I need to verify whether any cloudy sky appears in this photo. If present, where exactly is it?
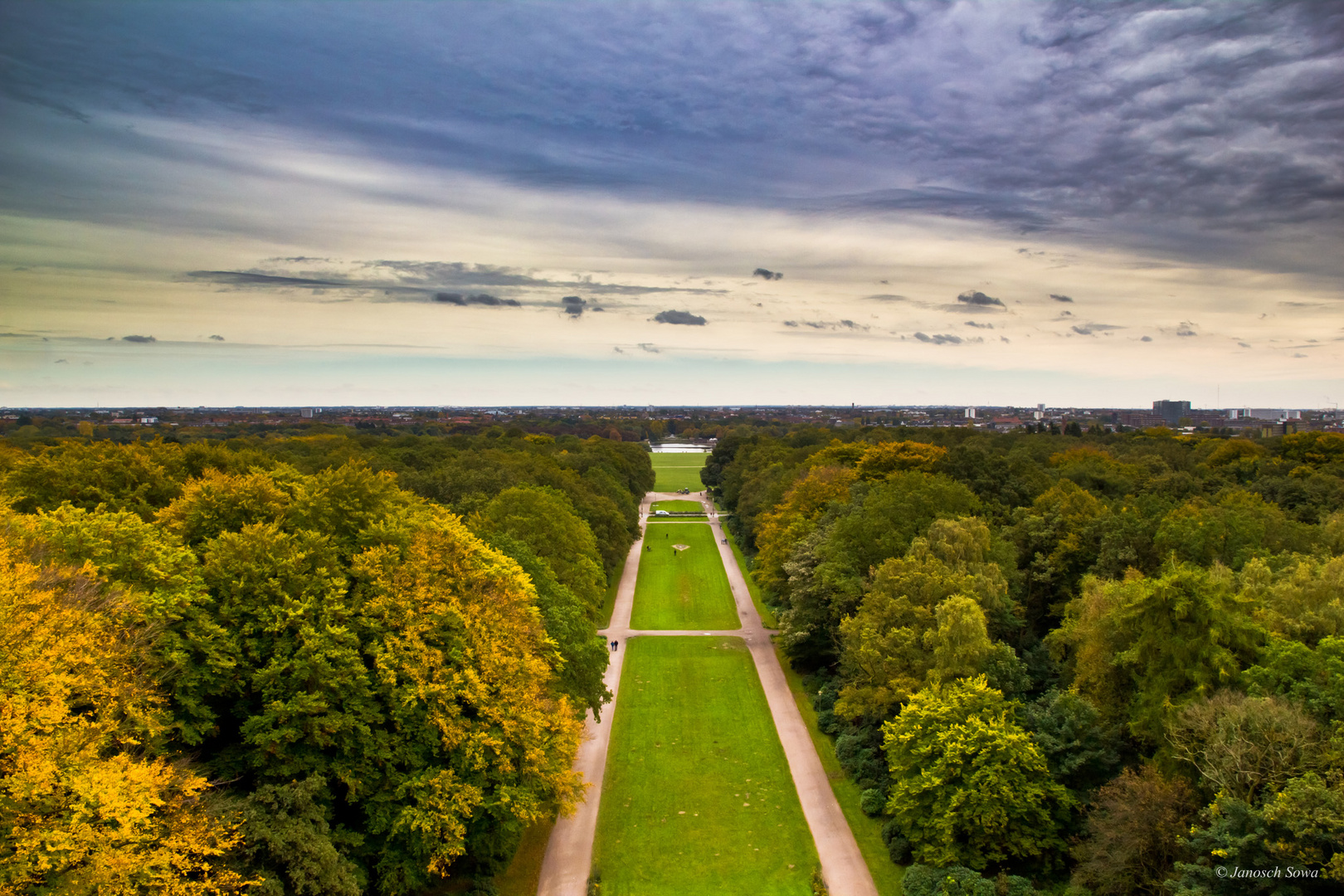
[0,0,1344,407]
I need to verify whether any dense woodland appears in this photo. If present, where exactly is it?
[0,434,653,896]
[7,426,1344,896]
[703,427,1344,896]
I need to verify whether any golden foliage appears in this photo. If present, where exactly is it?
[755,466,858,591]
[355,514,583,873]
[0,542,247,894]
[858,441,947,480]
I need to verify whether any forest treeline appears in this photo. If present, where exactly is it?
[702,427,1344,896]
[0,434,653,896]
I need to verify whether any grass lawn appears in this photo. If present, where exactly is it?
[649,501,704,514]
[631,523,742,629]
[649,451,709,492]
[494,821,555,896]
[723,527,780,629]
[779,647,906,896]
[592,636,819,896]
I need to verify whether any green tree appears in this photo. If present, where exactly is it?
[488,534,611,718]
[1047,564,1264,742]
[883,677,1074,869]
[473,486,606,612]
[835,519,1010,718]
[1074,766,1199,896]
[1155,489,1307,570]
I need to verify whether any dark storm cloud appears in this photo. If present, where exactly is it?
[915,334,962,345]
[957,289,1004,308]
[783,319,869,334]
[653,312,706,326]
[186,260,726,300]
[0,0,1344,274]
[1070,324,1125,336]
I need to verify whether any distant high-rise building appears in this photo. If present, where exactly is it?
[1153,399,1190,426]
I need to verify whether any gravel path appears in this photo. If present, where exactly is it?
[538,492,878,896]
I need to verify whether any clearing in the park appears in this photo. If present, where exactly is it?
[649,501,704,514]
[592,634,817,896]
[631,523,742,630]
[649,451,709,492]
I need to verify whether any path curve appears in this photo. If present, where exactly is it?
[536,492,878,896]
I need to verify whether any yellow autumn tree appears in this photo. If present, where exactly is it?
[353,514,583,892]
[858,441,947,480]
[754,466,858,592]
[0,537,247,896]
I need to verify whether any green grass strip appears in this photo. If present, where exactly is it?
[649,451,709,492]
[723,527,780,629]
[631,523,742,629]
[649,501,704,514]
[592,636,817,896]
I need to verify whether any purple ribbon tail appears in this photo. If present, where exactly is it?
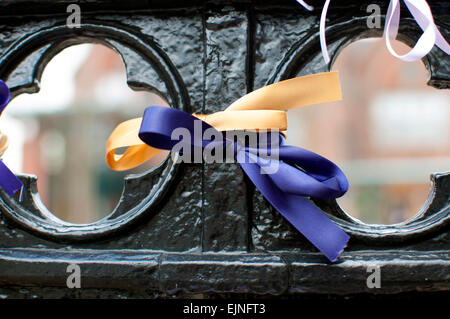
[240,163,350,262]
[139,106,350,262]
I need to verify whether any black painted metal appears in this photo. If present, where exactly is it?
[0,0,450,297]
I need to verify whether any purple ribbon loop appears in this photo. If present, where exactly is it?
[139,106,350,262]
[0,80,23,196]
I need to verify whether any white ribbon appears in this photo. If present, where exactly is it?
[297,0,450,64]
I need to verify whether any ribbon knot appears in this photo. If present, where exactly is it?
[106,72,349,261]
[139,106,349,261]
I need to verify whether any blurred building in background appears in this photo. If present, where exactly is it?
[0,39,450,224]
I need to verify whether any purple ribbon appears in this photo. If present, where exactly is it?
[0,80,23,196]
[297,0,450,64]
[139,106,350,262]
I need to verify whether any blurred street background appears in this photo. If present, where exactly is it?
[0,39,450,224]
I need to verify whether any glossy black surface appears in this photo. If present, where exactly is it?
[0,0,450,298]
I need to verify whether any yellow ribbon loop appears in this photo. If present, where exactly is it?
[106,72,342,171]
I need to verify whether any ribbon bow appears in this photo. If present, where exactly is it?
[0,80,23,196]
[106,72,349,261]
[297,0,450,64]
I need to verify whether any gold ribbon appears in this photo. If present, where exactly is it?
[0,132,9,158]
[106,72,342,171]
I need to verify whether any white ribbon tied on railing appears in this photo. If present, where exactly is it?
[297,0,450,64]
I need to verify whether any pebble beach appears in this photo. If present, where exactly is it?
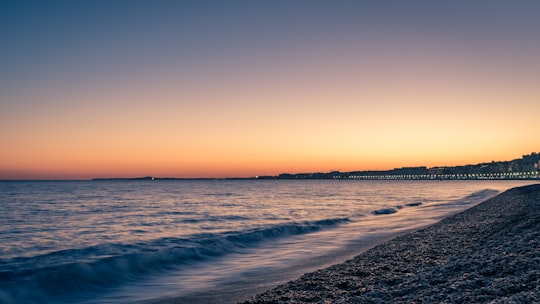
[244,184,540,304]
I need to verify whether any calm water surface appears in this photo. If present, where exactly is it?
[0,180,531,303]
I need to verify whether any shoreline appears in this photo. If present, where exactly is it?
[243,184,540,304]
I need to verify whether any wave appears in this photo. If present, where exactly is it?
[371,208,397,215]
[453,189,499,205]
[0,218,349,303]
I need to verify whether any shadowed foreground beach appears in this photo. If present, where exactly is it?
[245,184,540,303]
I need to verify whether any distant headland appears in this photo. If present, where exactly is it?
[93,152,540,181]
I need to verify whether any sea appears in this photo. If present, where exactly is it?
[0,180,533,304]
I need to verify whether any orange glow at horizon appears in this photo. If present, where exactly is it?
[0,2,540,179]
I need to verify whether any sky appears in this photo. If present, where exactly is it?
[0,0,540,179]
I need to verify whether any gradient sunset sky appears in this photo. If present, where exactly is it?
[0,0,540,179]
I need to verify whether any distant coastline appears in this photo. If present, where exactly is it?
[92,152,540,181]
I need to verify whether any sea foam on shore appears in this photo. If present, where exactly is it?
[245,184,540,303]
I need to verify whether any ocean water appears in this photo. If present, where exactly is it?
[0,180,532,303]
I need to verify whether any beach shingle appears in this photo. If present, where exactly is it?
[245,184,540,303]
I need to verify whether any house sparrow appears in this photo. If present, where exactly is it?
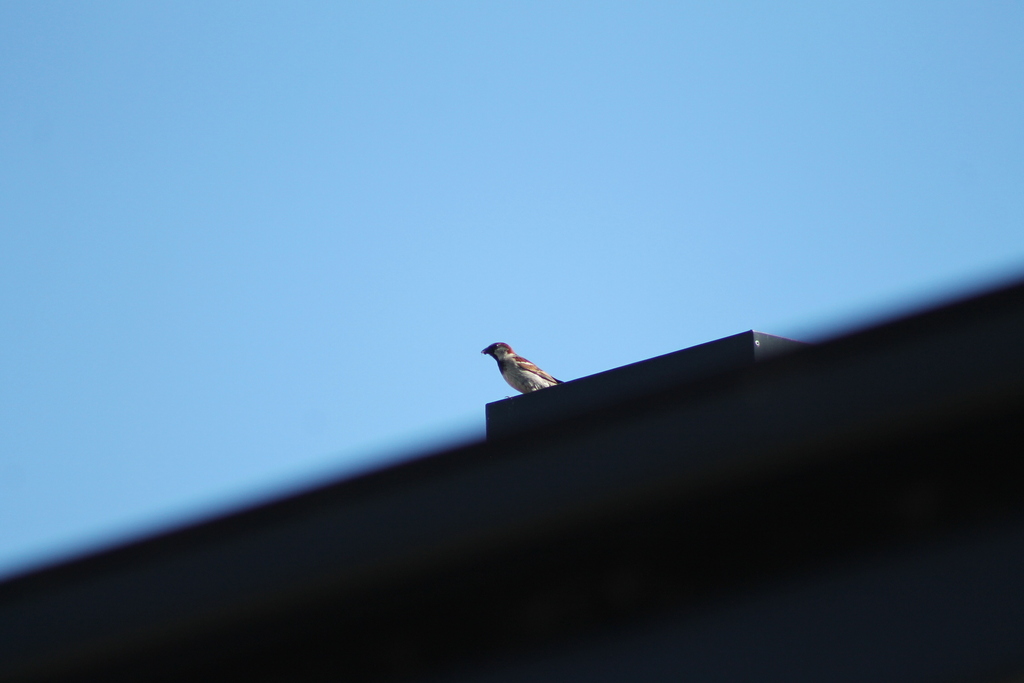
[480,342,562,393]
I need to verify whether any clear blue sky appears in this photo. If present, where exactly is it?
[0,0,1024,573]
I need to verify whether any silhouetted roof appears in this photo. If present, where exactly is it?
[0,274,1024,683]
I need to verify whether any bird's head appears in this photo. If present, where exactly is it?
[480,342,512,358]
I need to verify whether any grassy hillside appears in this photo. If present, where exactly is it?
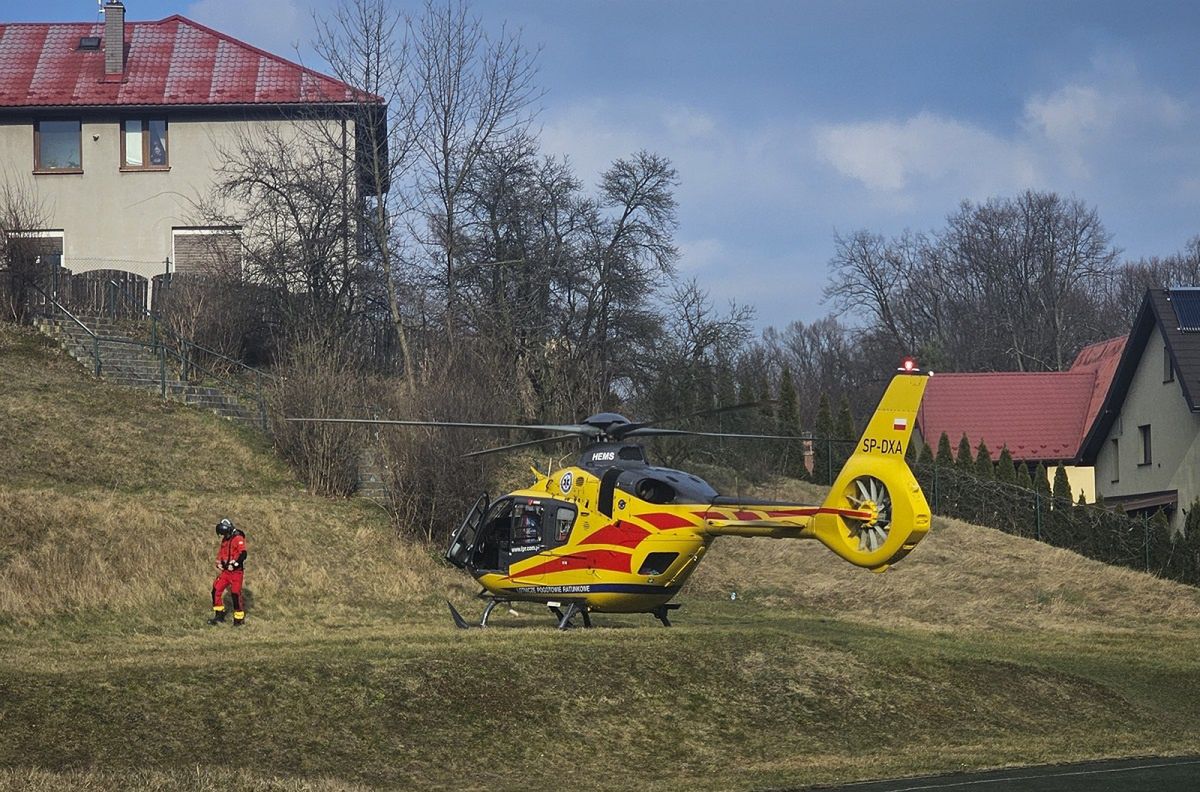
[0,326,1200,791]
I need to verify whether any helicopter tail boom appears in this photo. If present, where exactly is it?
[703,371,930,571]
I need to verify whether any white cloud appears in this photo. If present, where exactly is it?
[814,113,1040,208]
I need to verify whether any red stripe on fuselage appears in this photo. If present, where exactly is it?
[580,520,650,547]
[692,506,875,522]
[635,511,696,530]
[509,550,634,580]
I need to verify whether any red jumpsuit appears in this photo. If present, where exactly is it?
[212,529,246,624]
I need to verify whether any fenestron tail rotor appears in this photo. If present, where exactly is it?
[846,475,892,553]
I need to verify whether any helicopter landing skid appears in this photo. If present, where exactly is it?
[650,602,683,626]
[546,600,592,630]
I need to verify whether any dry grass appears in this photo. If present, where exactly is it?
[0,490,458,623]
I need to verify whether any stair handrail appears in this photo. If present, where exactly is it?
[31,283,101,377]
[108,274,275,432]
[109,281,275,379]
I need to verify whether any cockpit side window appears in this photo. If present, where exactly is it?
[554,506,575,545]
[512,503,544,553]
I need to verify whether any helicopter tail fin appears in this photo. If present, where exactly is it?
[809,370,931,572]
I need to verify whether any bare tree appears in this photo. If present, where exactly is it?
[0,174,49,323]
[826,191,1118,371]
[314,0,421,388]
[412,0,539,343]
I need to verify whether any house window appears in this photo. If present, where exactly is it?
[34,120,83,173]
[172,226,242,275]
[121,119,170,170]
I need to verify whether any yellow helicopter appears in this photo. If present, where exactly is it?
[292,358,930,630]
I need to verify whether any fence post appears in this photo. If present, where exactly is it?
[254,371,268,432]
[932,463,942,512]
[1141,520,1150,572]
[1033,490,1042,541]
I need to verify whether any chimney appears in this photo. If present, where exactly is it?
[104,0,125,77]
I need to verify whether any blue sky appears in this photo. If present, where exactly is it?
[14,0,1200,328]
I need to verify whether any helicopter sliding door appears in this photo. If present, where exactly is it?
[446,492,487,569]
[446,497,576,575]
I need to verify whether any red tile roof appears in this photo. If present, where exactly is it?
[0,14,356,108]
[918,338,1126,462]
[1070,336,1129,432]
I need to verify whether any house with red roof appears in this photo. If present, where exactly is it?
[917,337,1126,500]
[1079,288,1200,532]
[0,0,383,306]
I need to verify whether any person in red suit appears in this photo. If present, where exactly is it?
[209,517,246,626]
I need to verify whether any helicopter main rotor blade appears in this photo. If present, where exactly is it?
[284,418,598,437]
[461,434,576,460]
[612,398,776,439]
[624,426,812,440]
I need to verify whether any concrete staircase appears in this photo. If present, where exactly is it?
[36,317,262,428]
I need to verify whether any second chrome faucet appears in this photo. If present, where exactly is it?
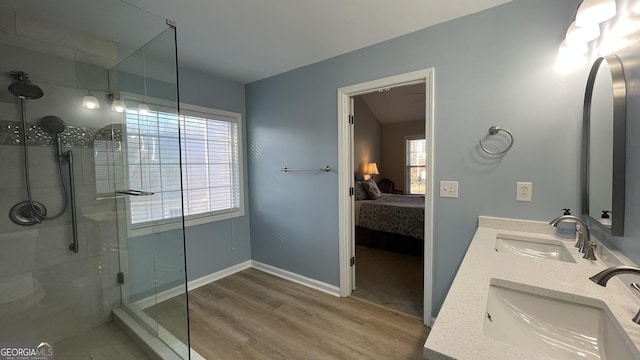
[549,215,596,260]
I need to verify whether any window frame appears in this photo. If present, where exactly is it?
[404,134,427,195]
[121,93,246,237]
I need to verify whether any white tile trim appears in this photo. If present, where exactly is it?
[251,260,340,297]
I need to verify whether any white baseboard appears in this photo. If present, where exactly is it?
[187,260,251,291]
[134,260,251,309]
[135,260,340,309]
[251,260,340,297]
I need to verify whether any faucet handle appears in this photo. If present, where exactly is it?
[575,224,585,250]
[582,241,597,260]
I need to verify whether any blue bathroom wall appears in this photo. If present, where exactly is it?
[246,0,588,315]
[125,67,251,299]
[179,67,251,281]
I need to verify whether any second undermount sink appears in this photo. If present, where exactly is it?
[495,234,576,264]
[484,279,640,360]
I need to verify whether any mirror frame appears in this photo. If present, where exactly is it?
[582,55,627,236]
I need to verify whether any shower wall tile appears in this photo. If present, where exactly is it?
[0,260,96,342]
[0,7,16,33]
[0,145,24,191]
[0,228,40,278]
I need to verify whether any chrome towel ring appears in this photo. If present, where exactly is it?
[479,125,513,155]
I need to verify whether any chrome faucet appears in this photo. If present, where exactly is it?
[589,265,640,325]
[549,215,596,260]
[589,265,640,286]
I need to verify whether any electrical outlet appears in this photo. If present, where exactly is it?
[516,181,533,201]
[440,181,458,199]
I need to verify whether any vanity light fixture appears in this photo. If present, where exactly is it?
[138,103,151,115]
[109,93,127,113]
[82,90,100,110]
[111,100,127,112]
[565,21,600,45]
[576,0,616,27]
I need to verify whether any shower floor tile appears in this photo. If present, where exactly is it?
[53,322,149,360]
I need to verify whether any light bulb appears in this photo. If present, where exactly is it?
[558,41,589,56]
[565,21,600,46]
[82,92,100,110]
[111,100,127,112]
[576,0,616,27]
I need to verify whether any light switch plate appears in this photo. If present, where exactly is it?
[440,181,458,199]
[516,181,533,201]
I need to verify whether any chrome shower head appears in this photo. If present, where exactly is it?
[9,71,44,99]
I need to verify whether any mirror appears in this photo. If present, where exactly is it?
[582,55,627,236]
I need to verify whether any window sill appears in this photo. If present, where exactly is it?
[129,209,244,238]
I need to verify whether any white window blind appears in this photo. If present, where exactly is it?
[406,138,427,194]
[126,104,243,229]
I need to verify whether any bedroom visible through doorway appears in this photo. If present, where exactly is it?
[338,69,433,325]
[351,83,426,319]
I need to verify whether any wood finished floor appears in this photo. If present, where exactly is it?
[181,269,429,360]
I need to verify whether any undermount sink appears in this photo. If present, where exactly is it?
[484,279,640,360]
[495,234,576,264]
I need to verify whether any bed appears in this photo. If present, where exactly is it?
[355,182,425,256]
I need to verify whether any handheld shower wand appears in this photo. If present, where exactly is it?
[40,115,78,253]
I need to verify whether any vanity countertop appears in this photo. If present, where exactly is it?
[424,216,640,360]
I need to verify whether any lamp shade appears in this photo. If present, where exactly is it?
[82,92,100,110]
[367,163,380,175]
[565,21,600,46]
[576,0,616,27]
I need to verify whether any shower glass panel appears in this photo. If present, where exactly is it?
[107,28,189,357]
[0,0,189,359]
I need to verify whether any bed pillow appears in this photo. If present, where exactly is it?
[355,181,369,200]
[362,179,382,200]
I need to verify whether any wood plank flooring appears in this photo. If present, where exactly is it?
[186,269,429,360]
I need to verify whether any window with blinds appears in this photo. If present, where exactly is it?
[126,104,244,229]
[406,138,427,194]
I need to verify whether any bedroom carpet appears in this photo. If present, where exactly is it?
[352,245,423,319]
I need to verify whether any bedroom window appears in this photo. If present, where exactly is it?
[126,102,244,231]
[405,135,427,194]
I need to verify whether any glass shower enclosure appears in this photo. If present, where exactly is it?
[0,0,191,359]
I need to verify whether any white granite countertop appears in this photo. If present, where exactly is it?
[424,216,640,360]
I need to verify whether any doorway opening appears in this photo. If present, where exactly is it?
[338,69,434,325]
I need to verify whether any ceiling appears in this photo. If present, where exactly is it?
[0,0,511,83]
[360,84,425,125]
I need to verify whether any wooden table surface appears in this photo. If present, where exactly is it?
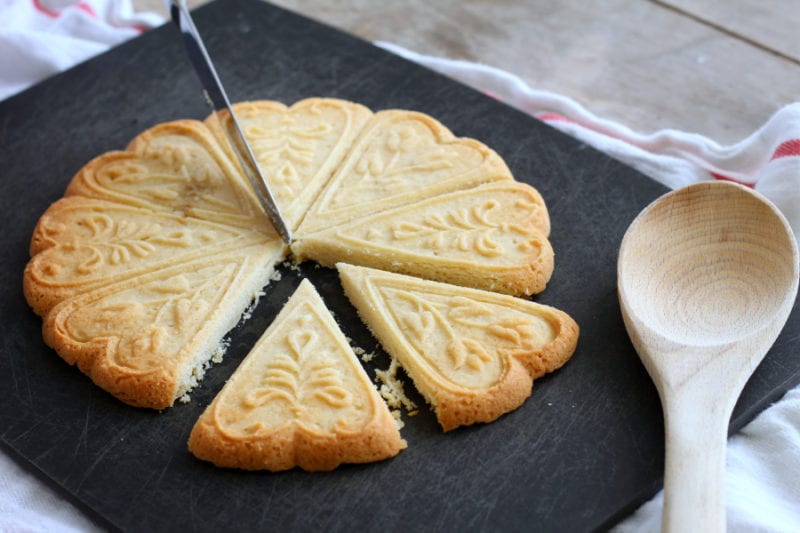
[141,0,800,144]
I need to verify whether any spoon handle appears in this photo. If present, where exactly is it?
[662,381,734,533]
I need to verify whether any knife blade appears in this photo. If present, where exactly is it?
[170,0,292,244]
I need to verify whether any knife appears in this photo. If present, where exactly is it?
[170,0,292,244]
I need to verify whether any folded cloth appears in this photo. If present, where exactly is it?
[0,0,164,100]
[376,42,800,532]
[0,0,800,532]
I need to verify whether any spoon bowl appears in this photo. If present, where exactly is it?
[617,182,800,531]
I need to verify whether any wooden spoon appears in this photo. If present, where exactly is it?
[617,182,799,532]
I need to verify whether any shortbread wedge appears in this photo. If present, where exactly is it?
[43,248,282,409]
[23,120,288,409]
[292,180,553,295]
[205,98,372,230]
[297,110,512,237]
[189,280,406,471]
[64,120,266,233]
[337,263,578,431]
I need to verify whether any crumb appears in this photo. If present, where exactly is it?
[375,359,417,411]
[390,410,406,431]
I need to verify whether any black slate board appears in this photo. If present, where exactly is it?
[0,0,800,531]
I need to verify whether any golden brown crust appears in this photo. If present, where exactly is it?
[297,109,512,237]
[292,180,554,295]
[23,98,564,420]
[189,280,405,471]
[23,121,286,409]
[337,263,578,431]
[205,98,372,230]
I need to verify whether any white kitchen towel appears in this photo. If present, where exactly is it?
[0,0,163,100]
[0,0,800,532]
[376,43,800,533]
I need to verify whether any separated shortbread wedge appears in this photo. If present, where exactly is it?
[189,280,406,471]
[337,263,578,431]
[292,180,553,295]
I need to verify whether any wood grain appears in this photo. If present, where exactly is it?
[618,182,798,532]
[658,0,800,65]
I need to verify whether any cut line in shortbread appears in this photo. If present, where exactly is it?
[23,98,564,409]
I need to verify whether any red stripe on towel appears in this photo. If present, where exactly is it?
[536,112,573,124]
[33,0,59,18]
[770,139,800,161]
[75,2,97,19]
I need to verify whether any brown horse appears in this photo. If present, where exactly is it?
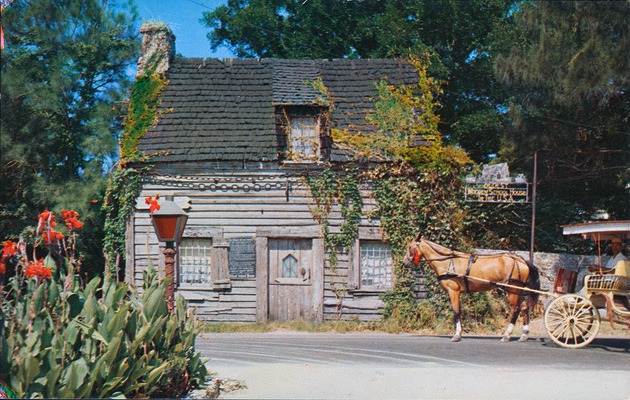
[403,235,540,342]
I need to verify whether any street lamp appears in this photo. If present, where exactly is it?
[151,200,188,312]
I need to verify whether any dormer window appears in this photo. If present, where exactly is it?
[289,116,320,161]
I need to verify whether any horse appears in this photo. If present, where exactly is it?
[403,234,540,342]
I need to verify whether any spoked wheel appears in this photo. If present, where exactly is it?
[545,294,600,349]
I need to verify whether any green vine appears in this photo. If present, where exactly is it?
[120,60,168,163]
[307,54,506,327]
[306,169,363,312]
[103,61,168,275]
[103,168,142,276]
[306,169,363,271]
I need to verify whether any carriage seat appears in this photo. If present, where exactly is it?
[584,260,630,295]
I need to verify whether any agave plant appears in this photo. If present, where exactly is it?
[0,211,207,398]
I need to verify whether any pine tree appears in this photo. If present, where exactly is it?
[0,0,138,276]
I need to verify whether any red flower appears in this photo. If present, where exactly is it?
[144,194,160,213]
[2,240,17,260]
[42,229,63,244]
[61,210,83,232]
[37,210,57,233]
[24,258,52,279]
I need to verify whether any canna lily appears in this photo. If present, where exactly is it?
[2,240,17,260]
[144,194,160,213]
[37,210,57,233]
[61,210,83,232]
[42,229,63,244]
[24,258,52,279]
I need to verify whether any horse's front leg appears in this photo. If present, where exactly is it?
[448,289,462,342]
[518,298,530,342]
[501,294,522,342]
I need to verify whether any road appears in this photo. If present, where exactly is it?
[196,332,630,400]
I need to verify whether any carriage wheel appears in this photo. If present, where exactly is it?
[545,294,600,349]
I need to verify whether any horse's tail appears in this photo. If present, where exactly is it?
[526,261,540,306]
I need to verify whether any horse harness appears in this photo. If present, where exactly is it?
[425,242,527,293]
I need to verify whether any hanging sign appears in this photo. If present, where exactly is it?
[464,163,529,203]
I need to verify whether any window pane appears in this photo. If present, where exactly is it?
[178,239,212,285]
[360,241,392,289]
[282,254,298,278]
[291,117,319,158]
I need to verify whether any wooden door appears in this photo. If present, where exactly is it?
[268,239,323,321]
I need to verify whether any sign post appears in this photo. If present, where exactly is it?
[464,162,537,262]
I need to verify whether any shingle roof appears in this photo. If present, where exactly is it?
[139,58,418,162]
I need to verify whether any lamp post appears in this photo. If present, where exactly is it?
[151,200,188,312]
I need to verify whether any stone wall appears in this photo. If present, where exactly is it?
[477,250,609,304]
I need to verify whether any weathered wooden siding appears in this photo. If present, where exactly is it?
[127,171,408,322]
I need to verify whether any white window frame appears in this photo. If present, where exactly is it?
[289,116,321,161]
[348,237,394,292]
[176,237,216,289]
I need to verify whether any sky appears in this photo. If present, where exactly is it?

# # # # #

[The task]
Copy the material word for word, starting at the line that contains "I need to verify whether any bed pillow" and ending at the line that contains "[662,381,734,533]", with both of those lines included. Leave the pictures out of your copy.

[Result of the exercise]
I need to verify whether any bed pillow appears in this photo. If present, where exactly is it?
[355,181,369,200]
[362,179,382,200]
I need to verify whether any wood plank flooring appears in this photo. If present, where exactly is it?
[186,269,429,360]
I need to verify whether any window with blinds appears in this photo. If present, where exactly is it?
[126,104,244,229]
[406,138,427,194]
I need to verify whether any bedroom carpet appears in this photo. If present, where exactly is it?
[352,245,423,319]
I need to verify whether any bedroom window appears in this photo. If present, where exactly is it?
[126,102,244,231]
[405,135,427,194]
I need to verify whether any glass shower enclosure appears in this photo. If present, where exactly is it?
[0,0,191,359]
I need to verify whether any white granite countertop appears in this photo. If present, where exactly is it?
[424,216,640,360]
I need to verify whether any doorway opening appears in this photo. If present, where exactly is it?
[338,69,434,325]
I need to verify whether any ceiling appears in this photo. If present, where exactly is it?
[0,0,511,83]
[360,84,425,125]
I need to verify whether any wooden table surface appears in this photo. If present, where exactly is it?
[141,0,800,144]
I need to verify whether any spoon handle appears in this photo. If present, where exactly is it?
[662,381,734,533]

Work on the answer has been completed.